### Extract:

● ● ●

Empathy is a choice, and it’s a vulnerable choice. In order to connect to you, I have to connect to something in myself that knows that feeling. Brene Brown
The other evening, my mother and I were at the Grille, waiting for sunset. We were sitting on the sea wall, enjoying the moment, while people mulled around us. As I have seen many times, out of the blue the woman sitting next to my mother started to speak. I saw my mother close in a bit, while maintaining a semblance of politeness, as the woman began to share the most intimate details of her life. I could see in my minds eye a cloud emanating from the woman and enveloping my mother. This continued for a few minutes, and our original intent to find some peace and relaxation was marred. Finally, just before sunset, the woman left. I looked at my mother, and I said what I always do. Why do people talk to you so?
It seems in my family, the woman have this trait. Perhaps it’s because of a natural affinity to healing (I am the 4th generation I know to be in the medical field or periphery), and we all share an inclination towards caring “too much.” Wherever we go, we tend to have people open up to us, revealing things you’d think a stranger would not. Things that may be uncomfortable for us to hear and process, but we are there to receive, offer consolation, words of support, and more often than not, the person leaves feeling a bit better. Are we like lighthouses in a storm?

● ● ●

Transcribe everything in the empathy essay from "Empathy is a" down to "talk to you so?".

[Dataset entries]
● ● ●

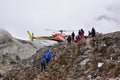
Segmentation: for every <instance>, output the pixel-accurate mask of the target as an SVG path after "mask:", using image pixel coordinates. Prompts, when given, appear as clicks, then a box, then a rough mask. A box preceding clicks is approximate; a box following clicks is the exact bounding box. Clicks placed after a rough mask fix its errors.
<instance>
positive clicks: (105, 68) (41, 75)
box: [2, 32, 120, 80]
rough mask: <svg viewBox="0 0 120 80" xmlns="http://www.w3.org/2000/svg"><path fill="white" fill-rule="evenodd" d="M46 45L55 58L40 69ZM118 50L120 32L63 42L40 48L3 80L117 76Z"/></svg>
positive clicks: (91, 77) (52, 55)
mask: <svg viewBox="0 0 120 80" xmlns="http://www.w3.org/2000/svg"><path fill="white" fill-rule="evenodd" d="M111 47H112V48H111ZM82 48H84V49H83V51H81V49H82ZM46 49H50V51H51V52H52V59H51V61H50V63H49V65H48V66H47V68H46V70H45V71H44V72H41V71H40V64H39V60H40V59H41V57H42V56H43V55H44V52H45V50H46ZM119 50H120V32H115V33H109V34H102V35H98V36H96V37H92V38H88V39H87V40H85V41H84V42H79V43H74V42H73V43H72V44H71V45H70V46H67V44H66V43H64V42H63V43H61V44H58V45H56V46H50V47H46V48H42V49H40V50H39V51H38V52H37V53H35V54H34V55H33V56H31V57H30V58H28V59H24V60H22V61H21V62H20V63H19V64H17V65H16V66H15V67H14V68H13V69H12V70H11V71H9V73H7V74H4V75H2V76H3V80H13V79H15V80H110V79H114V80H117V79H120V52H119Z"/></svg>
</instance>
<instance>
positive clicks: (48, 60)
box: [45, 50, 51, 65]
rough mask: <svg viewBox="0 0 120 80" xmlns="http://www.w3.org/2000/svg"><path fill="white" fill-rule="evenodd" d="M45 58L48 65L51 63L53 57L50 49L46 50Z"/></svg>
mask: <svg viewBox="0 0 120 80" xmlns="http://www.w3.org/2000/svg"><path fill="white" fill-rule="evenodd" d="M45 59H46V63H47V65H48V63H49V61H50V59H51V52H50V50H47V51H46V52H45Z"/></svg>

● ● ●

### Result:
Empathy is a choice, and it’s a vulnerable choice. In order to connect to you, I have to connect to something in myself that knows that feeling. Brene Brown
The other evening, my mother and I were at the Grille, waiting for sunset. We were sitting on the sea wall, enjoying the moment, while people mulled around us. As I have seen many times, out of the blue the woman sitting next to my mother started to speak. I saw my mother close in a bit, while maintaining a semblance of politeness, as the woman began to share the most intimate details of her life. I could see in my minds eye a cloud emanating from the woman and enveloping my mother. This continued for a few minutes, and our original intent to find some peace and relaxation was marred. Finally, just before sunset, the woman left. I looked at my mother, and I said what I always do. Why do people talk to you so?